• _Exercise brief_
The entries are to be duplicated exactly, though any picture in them must be omitted.

- Opening Delimiter -

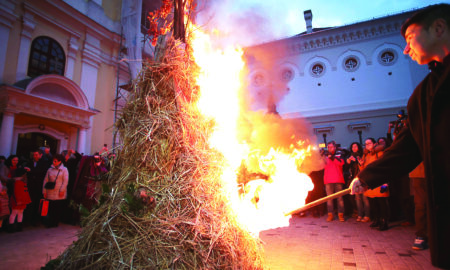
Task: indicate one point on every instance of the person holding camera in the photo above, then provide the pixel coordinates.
(362, 202)
(425, 137)
(334, 180)
(55, 190)
(378, 197)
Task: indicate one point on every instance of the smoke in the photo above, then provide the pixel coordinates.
(262, 132)
(249, 22)
(245, 23)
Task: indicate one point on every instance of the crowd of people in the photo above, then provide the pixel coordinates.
(404, 201)
(48, 189)
(419, 149)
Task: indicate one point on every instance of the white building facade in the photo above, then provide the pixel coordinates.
(349, 82)
(60, 70)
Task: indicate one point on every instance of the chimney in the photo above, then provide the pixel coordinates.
(308, 20)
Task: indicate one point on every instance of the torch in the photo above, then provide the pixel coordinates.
(320, 201)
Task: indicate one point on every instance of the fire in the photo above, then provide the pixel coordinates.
(258, 204)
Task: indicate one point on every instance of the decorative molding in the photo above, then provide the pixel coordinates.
(19, 101)
(61, 137)
(361, 125)
(323, 129)
(73, 48)
(28, 25)
(86, 21)
(342, 35)
(7, 16)
(69, 85)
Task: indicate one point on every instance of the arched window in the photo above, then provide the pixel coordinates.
(46, 57)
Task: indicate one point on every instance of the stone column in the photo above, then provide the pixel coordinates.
(6, 134)
(28, 25)
(91, 59)
(7, 18)
(71, 57)
(81, 147)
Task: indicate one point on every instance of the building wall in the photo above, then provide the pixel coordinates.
(339, 101)
(90, 40)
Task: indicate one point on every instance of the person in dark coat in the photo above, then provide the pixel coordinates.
(36, 169)
(425, 137)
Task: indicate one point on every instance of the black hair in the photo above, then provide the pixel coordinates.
(20, 171)
(58, 157)
(360, 149)
(332, 142)
(427, 16)
(8, 162)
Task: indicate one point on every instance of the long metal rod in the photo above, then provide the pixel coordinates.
(320, 201)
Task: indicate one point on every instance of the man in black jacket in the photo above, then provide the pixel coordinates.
(426, 135)
(37, 169)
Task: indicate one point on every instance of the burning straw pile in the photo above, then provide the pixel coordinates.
(165, 208)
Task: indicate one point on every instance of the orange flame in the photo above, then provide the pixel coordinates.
(260, 204)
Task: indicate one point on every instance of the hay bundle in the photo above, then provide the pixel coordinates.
(165, 157)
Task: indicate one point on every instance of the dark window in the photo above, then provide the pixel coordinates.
(46, 57)
(317, 69)
(387, 57)
(351, 63)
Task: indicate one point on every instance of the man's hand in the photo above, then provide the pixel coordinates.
(357, 187)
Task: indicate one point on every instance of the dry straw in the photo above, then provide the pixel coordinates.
(164, 151)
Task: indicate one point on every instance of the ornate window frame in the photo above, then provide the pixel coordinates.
(47, 56)
(317, 71)
(385, 61)
(355, 65)
(287, 74)
(259, 79)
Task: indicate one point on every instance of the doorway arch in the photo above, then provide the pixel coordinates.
(56, 140)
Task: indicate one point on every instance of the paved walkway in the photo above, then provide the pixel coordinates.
(308, 243)
(314, 243)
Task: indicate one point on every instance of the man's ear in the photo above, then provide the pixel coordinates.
(439, 27)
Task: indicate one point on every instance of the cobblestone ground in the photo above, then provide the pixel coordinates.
(313, 243)
(308, 243)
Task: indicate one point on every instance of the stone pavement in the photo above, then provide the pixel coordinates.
(313, 243)
(308, 243)
(34, 246)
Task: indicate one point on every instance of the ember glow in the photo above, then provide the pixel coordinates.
(258, 203)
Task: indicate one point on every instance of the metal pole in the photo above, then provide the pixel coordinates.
(320, 201)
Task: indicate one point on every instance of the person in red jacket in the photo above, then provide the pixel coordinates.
(334, 180)
(425, 135)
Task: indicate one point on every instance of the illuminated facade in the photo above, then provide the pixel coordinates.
(348, 81)
(59, 74)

- Closing Delimiter -

• _Your response_
Task: indicate one point on every instance of the person holding camera in the photo above, then provide the pixel coordinates.
(362, 202)
(425, 137)
(334, 180)
(55, 190)
(378, 197)
Task: indicate one point on every instance of the smoke in the photo above, then provide the pixel coordinates.
(262, 132)
(249, 22)
(245, 23)
Task: indicate one point on every instance of the crowd of people in the photo above, then provide the pixel coordinates.
(404, 201)
(48, 189)
(419, 149)
Task: indicate one point on every instance of the white building facade in the photo above, then provide the pixel coordinates.
(349, 82)
(60, 70)
Task: indicate one point on every instance of the chimney in the photo above, then provide the pixel coordinates.
(308, 20)
Task: indicate one point on every instance of the torch in the photo above, then provide the pixel coordinates.
(320, 201)
Task: indicate one point on every instance of the fire in the photo above, then provide the pixel coordinates.
(258, 204)
Task: indicate one point on every instance of the decorative molding in the photo above, then provide the pixel coordinates.
(19, 101)
(61, 137)
(361, 125)
(323, 129)
(73, 48)
(28, 25)
(86, 21)
(342, 35)
(7, 16)
(69, 85)
Task: indicate one point on every instance of the arched window in the photo above, then provide the pixel coordinates.
(46, 57)
Task: indicate one point on every instance of the stone column in the photo above, then provide the pixel coordinates.
(6, 134)
(28, 25)
(91, 59)
(7, 18)
(71, 57)
(81, 147)
Task: indicate one point on every instance of the building wall in the photo above, then provide the pixel coordinates.
(339, 101)
(90, 40)
Task: indicate one point on every instance of the person in dark coat in the photo above, then provide the pixel coordinates.
(36, 169)
(425, 137)
Task: indicate one point on every instance of the black hair in the photo above, then provide the pixel coordinates.
(20, 171)
(58, 157)
(360, 149)
(332, 142)
(427, 16)
(8, 162)
Task: indicate one point on every instance of the long metal rod in the photo above, then provide the pixel coordinates.
(320, 201)
Task: indicate one point on every instance of the man in black jacket in the photo above, then provide the pixel coordinates.
(426, 135)
(37, 169)
Task: indicate one point on every instance of the burning straw pile in the photo above, then provide the pixel coordinates.
(165, 208)
Task: indicate one point on every instance of the orange flame in the photo above, then provide the pixel coordinates.
(260, 204)
Task: indicate one point on every instance of the hay bundle in the photo above, then provide the pixel coordinates.
(165, 157)
Task: indicate one point on every instance of the dark window in the photo above, then provide the pixel coordinates.
(46, 57)
(317, 69)
(387, 57)
(351, 63)
Task: indicate one point on every instance of the man's hand in the photo above, then provide the pixel coordinates.
(357, 187)
Task: indicate one point on every instance of the dry straw in the photo above, then provide the pixel coordinates.
(164, 151)
Task: indicate one point on every instance of the ornate window frame in the photo above, then provide the pixel coordinates.
(47, 56)
(317, 71)
(385, 61)
(355, 65)
(287, 74)
(259, 79)
Task: indicate one point on every instance of the doorway arch in the photo above, then provide the pixel coordinates.
(56, 140)
Task: indicate one point on every instance of the paved walkway in the photo above, then provide the pixel coordinates.
(308, 243)
(314, 243)
Task: indicate one point on every instance of the man's ear in the photo above, then provide the pixel coordinates.
(439, 27)
Task: indicate one point on every instance of the cobblestone ground in the photo above, then provide the pixel coordinates.
(313, 243)
(308, 243)
Task: indicate one point on every instance of the stone pavement in the photo above, then provide the pixel coordinates.
(313, 243)
(308, 243)
(34, 246)
Task: indicate one point on every instance of the ember glow in the photo above, then provide the pixel coordinates.
(258, 203)
Task: indicate one point on every instance of the metal pole in the photo above, then provide the pixel coordinates.
(320, 201)
Task: indicate one point on every instance of the person in red jacket in the photo above, then provide the pixel coordinates.
(334, 180)
(425, 135)
Task: indicate one point on every instance of the illuminated facade in the photo above, then provide the pixel coordinates.
(348, 81)
(59, 74)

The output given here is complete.